## Data to use:

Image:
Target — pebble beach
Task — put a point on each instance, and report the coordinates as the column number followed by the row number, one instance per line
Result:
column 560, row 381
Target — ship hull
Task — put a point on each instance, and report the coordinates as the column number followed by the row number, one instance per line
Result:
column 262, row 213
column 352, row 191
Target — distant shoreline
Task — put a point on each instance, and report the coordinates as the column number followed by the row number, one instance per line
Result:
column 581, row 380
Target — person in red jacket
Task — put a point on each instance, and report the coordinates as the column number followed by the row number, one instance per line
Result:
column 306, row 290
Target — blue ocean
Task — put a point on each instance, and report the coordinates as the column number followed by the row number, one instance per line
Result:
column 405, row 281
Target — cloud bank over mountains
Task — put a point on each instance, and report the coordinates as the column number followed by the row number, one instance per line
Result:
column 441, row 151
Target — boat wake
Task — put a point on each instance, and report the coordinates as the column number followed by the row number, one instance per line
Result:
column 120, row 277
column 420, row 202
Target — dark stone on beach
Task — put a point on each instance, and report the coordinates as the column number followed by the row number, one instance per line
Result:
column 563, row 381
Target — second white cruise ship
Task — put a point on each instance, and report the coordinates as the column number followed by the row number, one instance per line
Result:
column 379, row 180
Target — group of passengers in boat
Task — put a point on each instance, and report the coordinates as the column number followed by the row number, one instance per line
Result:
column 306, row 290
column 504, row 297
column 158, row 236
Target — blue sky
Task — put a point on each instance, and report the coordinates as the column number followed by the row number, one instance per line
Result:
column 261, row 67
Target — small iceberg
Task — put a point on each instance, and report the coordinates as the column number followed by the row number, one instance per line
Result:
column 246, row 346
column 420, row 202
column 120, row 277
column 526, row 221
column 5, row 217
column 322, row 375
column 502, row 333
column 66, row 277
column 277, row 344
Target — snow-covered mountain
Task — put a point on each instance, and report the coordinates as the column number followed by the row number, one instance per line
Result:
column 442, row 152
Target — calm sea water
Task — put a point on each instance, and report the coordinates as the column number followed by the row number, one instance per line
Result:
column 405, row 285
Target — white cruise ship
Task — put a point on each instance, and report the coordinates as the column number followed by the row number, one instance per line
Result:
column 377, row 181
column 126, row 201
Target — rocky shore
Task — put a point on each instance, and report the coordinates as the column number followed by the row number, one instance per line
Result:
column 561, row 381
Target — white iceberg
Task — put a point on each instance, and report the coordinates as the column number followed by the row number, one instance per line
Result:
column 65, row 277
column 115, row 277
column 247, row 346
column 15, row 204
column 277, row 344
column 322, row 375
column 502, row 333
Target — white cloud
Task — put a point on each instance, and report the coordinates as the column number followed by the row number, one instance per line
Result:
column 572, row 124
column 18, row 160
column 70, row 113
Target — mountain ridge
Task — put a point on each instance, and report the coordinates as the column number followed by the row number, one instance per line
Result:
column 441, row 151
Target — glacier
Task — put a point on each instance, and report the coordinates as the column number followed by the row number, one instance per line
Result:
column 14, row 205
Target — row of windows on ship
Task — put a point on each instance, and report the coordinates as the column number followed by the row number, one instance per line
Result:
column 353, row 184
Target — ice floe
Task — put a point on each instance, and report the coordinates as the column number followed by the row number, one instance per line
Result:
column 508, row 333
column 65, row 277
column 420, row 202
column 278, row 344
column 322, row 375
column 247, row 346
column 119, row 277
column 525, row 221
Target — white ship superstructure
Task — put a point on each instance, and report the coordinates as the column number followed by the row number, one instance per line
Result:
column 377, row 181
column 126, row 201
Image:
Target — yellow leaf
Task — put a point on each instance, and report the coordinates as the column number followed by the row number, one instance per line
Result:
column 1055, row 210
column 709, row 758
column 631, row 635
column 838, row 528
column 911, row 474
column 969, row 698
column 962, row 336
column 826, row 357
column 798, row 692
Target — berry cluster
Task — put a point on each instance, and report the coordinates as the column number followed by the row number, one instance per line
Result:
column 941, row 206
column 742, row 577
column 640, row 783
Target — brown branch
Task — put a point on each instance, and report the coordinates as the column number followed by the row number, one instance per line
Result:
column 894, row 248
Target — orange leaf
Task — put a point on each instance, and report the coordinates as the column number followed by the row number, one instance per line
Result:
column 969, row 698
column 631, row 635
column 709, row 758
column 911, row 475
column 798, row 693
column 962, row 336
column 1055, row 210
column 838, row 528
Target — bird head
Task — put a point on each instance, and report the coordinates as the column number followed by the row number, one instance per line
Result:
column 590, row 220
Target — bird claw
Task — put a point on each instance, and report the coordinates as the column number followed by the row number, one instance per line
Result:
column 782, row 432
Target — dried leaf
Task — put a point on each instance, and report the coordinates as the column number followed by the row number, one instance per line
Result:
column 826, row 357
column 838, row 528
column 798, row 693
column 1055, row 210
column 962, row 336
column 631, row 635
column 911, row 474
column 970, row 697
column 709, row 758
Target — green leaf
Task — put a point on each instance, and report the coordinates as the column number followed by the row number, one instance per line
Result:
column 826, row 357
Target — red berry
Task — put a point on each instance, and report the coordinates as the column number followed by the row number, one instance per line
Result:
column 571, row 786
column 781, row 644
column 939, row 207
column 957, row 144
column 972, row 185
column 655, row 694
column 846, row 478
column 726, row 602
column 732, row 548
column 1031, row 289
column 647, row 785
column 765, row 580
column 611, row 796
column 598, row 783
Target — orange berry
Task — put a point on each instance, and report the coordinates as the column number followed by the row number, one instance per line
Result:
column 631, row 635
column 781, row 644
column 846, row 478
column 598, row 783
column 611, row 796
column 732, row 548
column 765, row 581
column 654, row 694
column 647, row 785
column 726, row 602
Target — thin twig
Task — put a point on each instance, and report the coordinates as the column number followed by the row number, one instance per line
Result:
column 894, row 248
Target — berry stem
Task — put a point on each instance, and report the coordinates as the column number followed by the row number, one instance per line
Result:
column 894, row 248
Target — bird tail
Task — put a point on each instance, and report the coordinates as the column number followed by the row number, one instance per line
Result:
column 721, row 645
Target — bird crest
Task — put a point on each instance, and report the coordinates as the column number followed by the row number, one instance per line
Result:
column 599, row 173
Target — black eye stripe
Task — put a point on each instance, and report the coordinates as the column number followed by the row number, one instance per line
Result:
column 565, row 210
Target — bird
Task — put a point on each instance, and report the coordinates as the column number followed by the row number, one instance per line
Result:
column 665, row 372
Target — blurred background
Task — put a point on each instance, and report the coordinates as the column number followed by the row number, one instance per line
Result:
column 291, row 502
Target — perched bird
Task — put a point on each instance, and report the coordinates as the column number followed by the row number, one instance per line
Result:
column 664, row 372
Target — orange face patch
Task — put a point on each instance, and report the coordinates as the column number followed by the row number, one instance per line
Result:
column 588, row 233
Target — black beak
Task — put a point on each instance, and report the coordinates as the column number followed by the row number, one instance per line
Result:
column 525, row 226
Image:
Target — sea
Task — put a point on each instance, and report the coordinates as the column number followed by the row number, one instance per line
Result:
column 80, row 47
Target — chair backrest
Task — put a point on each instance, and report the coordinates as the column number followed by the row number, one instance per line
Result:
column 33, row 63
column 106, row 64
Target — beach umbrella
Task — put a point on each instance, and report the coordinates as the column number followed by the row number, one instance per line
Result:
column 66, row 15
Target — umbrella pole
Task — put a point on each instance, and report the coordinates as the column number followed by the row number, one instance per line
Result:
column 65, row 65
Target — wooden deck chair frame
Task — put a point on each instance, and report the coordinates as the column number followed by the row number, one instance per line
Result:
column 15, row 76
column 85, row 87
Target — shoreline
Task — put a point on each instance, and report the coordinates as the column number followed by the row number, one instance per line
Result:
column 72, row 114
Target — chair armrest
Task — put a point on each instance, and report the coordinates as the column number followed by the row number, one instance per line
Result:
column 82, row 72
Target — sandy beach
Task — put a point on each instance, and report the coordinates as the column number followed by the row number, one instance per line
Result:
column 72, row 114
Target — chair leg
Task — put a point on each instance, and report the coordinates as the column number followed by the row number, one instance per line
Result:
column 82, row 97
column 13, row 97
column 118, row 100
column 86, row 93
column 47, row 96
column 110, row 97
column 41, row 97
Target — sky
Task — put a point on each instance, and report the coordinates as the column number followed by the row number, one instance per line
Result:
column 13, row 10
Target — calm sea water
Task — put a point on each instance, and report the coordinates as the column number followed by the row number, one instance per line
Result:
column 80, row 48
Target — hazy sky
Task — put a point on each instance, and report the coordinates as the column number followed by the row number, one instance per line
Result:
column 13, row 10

## Description of the task:
Rewrite the lines from the first one through the line with "column 581, row 380", putting "vessel hull" in place of "ship hull" and leaving everything else unchanged.

## Exercise result:
Image:
Target — pebble beach
Task — put a point on each instance, and report the coordinates as the column number followed by the row number, one instance per line
Result:
column 560, row 381
Target — vessel hull
Task — put a point on each instance, and report the coordinates as the column number followed by the row number, one instance per line
Result:
column 262, row 213
column 352, row 191
Target — distant shoreline
Task — put a point on each instance, and report the coordinates as the column number followed by the row number, one instance per line
Result:
column 581, row 380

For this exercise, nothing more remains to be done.